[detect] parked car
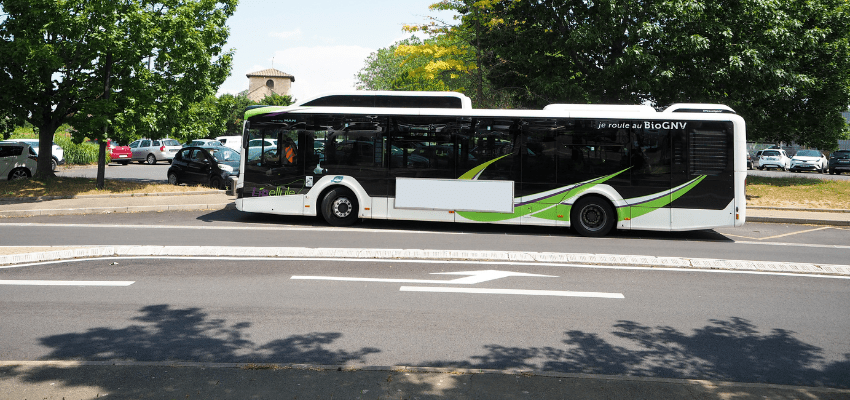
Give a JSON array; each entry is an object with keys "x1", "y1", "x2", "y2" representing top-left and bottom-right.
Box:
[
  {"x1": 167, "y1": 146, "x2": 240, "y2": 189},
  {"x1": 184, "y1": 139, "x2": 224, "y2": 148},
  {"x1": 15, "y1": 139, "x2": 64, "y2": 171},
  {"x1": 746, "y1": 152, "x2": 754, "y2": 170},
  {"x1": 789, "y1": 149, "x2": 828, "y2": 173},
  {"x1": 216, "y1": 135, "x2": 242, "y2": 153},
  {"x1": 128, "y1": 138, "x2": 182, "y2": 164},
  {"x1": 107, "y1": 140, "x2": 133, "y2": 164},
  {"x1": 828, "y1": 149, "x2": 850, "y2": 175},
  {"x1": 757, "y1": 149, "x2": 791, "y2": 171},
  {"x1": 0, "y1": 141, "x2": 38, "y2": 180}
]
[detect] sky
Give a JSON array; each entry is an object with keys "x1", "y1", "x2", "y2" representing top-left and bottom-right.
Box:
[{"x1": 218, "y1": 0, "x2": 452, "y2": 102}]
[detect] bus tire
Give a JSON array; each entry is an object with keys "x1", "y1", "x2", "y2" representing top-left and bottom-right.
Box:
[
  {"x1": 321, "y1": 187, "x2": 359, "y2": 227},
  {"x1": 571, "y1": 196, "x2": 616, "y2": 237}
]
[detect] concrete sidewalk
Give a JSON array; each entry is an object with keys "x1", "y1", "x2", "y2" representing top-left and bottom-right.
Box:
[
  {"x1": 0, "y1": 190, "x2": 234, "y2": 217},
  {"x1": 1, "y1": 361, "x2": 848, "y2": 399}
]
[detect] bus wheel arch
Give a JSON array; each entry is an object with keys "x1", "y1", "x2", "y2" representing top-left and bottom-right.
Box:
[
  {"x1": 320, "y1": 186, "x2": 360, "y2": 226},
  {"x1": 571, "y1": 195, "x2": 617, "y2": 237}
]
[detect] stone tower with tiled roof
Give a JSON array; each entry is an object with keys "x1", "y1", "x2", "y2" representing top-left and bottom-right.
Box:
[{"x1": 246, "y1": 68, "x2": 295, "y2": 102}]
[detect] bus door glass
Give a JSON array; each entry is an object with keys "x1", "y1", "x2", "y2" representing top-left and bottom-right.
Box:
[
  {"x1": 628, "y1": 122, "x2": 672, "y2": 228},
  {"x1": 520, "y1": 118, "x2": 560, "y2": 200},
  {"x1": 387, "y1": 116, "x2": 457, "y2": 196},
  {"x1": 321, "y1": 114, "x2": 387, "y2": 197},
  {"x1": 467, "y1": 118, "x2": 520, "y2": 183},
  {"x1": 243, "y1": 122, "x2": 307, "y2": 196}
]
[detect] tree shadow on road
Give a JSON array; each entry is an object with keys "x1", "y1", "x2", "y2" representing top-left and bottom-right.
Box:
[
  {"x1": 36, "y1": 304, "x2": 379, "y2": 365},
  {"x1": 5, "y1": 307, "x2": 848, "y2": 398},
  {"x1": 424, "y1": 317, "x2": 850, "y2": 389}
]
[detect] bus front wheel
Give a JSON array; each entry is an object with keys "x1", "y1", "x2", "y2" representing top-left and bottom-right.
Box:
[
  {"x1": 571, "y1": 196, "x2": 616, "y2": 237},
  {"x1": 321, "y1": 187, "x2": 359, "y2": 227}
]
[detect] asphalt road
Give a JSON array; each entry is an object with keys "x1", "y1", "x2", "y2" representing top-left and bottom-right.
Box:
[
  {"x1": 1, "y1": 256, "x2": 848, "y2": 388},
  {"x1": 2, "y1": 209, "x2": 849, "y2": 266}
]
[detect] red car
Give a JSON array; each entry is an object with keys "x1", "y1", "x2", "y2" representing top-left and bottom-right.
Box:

—————

> [REQUIRED ACTION]:
Each line above that contains the word "wheel" must be copied.

> [RESPONSE AREA]:
[detect] bus wheel arch
[detect] bus front wheel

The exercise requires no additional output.